Aim of the task -
What is needed is an exact copy of the lines in the listing below, from the one with "action | put a dot on each instance of the green" up to and including the one with "query | stainless steel stove", with no other lines.

- Opening Delimiter -

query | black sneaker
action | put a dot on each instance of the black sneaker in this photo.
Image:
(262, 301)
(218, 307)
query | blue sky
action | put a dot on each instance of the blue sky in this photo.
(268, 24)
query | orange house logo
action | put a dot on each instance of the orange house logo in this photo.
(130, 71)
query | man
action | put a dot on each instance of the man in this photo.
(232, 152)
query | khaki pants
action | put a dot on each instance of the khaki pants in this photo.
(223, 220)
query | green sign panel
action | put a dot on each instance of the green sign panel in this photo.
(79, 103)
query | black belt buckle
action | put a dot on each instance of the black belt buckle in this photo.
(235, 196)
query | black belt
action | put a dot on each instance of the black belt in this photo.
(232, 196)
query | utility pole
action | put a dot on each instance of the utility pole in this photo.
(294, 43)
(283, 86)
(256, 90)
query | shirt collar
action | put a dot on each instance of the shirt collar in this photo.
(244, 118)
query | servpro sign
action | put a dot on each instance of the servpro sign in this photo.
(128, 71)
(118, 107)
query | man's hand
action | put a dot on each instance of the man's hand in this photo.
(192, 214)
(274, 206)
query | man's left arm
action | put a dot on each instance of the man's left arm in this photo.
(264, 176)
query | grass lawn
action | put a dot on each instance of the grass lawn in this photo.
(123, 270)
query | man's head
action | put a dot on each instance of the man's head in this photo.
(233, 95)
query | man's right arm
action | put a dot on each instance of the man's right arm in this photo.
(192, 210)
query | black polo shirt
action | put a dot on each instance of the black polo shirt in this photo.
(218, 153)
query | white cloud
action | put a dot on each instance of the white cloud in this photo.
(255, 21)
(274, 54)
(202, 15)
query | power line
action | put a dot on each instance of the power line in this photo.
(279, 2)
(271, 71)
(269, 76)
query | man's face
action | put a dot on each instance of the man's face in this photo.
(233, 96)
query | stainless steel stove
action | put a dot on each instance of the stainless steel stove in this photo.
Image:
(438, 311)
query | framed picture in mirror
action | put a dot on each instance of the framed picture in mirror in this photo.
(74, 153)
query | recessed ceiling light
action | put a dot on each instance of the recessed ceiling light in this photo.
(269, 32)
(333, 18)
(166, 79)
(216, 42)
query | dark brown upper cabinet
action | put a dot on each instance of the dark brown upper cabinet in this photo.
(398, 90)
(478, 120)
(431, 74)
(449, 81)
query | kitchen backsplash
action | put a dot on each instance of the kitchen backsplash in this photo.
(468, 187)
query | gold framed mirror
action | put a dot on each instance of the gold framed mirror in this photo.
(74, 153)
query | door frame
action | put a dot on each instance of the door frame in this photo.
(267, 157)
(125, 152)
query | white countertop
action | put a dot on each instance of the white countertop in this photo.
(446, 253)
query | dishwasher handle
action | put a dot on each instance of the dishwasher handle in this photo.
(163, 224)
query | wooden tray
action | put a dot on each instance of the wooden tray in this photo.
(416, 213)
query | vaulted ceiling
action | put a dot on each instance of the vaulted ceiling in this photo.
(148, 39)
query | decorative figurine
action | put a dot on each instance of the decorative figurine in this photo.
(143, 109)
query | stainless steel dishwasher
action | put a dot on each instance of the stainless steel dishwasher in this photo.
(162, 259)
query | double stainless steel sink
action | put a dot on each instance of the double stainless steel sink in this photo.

- Closing Delimiter -

Exercise result -
action | put a dot on each instance of the green sign panel in this photo.
(79, 103)
query | black belt buckle
action | put a dot on each instance of the black belt buckle in this photo.
(235, 196)
query | black belt
action | put a dot on each instance of the black belt in this photo.
(232, 196)
query | utility pole
action | put a dot on each instance of the utility pole in this photo.
(294, 43)
(283, 86)
(256, 90)
query | shirt collar
action | put a dot on each instance of the shirt collar in this photo.
(244, 118)
query | servpro sign
action | put a dot on each instance of the servpro sign in this photo.
(128, 71)
(118, 107)
query | man's hand
action | put a dot on each instance of the man's hand in this photo.
(192, 214)
(274, 206)
query | man's left arm
action | put a dot on each instance of the man's left arm in this photo.
(264, 176)
query | grass lawn
action | put a dot on each instance of the grass lawn in this photo.
(123, 270)
query | man's head
action | put a dot on each instance of the man's head in this photo.
(233, 95)
query | man's right arm
action | put a dot on each instance of the man's right arm in this photo.
(192, 210)
query | black polo shirt
action | put a dot on each instance of the black polo shirt in this photo.
(218, 153)
query | white cloud
action | put a dot on each instance of the white cloud in this photo.
(255, 21)
(274, 54)
(202, 15)
query | power line
action | put a dot on each instance of the power line in this photo.
(279, 2)
(271, 71)
(269, 76)
query | man's face
action | put a dot on each instance of the man's face in this photo.
(233, 96)
query | stainless steel stove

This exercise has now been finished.